STATED GOAL ▸
Rescale part of the records below, starting at the line that contains "Where can the ground" and ending at the line that contains "x=553, y=969", and return only those lines. Reproduce every line, requests included, but multiply each x and y coordinate in the answers by 0.75 and round it to a whole number, with halves rounded up.

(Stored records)
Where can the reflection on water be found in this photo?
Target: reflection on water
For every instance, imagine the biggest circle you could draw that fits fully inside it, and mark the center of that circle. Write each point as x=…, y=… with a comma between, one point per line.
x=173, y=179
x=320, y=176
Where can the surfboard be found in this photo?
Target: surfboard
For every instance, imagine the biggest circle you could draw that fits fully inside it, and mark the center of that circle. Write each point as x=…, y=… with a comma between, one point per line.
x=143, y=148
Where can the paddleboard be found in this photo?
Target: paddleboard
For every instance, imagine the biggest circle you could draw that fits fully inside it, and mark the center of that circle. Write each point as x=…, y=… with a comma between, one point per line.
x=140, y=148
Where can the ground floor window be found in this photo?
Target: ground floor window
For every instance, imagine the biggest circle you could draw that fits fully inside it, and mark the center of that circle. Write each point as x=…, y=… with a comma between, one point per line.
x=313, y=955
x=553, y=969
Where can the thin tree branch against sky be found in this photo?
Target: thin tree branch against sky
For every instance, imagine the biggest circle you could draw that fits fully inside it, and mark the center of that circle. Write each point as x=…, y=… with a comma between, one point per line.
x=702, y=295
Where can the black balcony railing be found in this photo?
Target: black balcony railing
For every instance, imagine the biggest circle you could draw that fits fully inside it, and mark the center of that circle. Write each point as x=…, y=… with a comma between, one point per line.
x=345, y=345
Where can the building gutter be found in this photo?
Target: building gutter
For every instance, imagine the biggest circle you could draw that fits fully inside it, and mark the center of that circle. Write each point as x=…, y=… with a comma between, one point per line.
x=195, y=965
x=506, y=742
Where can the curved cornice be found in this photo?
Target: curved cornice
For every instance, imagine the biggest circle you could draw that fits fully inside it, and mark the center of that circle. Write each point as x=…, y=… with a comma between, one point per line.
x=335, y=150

EXERCISE ANSWER ▸
Where can the ground floor window be found in this photo?
Target: ground floor window
For every instance, imagine the biggest circle you could draw that fits fully inside it, and mark the center of that circle. Write each point as x=…, y=… with a comma between, one point per line.
x=235, y=716
x=415, y=727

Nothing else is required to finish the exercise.